◆ **Document segment**
────────────────────
INVESTINGCentral Bank Decisions Shake Up Currencies: Dollar Shines, Zloty Holds Steady

Last week was rich in central bank decisions, not all of which were in line with expectations. Among the major currencies, the dollar shined the brightest, despite not receiving any significant direct support from the Federal Reserve. In the backdrop of a strong dollar, currencies such as the Zloty struggled. Despite its depreciation, the Polish currency performed better than those close to it in the region.

The most significant was probably the announcement of the Bank of Japan, which on Tuesday raised its interest rate for the first time in 17 years – a historic move that ended an eight-year period of negative interest rates. Yet, the yen suffered a sell-off compared to similar currencies, as the bank’s communiqués had a dovish tone. The Swiss National Bank (SNB) took the opposite stance, surprising the markets by cutting interest rates, leading to an immediate depreciation of the Swiss franc. The pound also didn’t perform well, due to further signs of deflation in the UK and the dovish turn of the Bank of England (BoE).

This week should be a little quieter in the markets, but speeches by ECB President Christine Lagarde (Tuesday 26.03), revised data on economic growth in the US and the UK (Thursday 28.03), and the latest PCE inflation reading in the US (Friday 29.03) will undoubtedly be worth noting.


CEE currencies had a tough week, which can be somewhat related to the strength of the dollar. Apart from numerous central bank meetings, economists were also occupied with various data publications. In Poland, we observed a minor improvement in consumer confidence, a strong increase in wages (an impressive 9.8% increase in real terms), and decent retail sales growth (6.1% y/y in real terms). This suggests a revival in consumer spending and robust economic growth in 2024 – it remains a question how much higher earnings will translate into consumption, or into savings.

The topic of charging NBP President Adam Glapinski before the State Tribunal returned – according to statements from government representatives, he will be charged in the coming days. So far, this news has not had a significant impact on the currency market, but it remains a risk for the Zloty, even though a significant increase in volatility in this matter seems unlikely.

Attention this week will also focus on inflation. We expect that the March reading will show a further decline (Bloomberg’s consensus is 2.3%). There are some concerns about its further path, but there is hope that the inflation rise in Q2 will not be as significant as previously expected. Henceforth, the price war between major retailers and the announcement that some of them will refrain from raising prices despite the return of a 5% VAT on food, should be mentioned.


The past few weeks have seen a return of optimism about the eurozone economy, providing solid support for the common currency. It seems that macroeconomic readings from the bloc have indeed started to move in the right direction. March PMI indicators remained at stagnant levels, but the composite measure was just below the crucial level of 50 points, the highest in nine months. It should also be noted that the services indicator was higher than in February.

A good indicator of this improvement is the Citigroup Economic Surprise Index for the eurozone, which is not only positive for the first time since May but is also higher than its counterparts for the US and the UK. No significant readings will be published from the common bloc this week, but investors will be attentively listening to speeches by ECB President Christine Lagarde and Chief Economist Philip Lane.
────────────────────
Entries for pointing and labeling

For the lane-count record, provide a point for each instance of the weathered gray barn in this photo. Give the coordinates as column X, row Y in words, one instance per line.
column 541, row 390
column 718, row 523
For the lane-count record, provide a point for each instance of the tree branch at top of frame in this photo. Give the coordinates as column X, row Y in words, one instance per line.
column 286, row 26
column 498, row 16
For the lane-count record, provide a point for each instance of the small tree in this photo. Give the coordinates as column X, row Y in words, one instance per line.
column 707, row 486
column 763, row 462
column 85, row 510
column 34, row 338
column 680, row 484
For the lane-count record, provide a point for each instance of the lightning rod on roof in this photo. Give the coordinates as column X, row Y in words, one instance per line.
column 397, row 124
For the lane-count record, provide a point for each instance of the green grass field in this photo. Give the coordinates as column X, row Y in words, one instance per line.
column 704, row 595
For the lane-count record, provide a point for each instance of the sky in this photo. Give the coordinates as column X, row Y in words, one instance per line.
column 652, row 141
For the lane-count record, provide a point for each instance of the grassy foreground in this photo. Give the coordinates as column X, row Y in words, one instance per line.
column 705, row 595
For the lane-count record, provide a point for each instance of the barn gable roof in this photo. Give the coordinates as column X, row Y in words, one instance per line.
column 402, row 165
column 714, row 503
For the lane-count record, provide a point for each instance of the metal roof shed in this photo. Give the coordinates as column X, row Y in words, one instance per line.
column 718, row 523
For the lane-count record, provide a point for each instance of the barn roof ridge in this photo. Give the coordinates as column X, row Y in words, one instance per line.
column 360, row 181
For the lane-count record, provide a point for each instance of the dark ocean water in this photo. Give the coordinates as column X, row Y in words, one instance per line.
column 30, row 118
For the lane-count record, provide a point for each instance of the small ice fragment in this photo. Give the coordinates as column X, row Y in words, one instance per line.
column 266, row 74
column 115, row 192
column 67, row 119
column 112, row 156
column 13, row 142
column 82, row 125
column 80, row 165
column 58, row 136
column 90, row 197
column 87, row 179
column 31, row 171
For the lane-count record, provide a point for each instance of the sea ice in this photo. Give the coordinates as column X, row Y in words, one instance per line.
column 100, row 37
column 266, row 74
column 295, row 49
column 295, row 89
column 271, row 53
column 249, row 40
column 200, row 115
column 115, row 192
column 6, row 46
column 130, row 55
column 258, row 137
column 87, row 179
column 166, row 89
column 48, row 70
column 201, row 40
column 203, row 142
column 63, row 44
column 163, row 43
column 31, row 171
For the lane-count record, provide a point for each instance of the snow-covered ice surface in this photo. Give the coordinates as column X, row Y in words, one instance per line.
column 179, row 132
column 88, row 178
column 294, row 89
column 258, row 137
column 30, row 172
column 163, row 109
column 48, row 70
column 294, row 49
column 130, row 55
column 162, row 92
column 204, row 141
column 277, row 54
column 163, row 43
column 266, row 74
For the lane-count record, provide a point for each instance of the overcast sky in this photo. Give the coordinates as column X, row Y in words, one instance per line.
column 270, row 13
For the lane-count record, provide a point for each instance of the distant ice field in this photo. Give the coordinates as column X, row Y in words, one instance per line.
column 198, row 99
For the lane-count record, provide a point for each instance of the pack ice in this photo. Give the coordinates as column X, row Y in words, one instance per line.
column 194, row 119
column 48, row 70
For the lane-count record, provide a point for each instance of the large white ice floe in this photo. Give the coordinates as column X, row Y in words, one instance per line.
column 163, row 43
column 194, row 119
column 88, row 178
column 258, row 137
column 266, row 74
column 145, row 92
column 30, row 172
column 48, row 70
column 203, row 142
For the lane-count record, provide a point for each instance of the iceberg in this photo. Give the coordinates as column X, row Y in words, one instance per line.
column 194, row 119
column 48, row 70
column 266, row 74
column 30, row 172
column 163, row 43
────────────────────
◆ **Written exercise 1**
Answer these about the currency market review:
(a) What real-terms wage increase was reported for Poland?
(b) What action by the Swiss National Bank surprised the markets?
(c) What is Bloomberg's consensus for the March inflation reading?
◆ **Written exercise 2**
Resume the currency market review after its last sentence.

◆ **Exercise answer 1**
(a) 9.8%
(b) It cut interest rates.
(c) 2.3%

◆ **Exercise answer 2**
The Federal Reserve’s March statement weakened the dollar initially. The FOMC emphasized that it needs more evidence of sustained inflation decline before deciding on interest rate cuts, unexpectedly maintained its stance about three cuts this year, while markets were preparing for only two downward moves in 2024 as indicated by a change in the dot plot’s median.

However, the dollar’s decline was short-lived. This can be correlated with the upward revision of the Fed’s long-term interest rate projections – especially in the context of the 2025 median, which currently indicates only three cuts instead of four. The dovish turns of many other central banks, particularly the BoE and the SNB, supported the dollar’s attractiveness, especially in light of high nominal fed funds rates and good US economic performance. Thursday’s (28.03) GDP revision for Q4 is expected to not bring changes, however, more activity might accompany Friday’s (29.03) PCE inflation report, which is the Fed’s most important measure of price dynamics.


The last week was challenging for the pound. Ahead of the Bank of England’s Thursday decision, everything pointed to a dovish turn after February’s inflation reading missed market expectations. Both the headline and core inflation measures were lower than forecasted – the former dropped to its lowest level since September 2021, the latter since January 2022.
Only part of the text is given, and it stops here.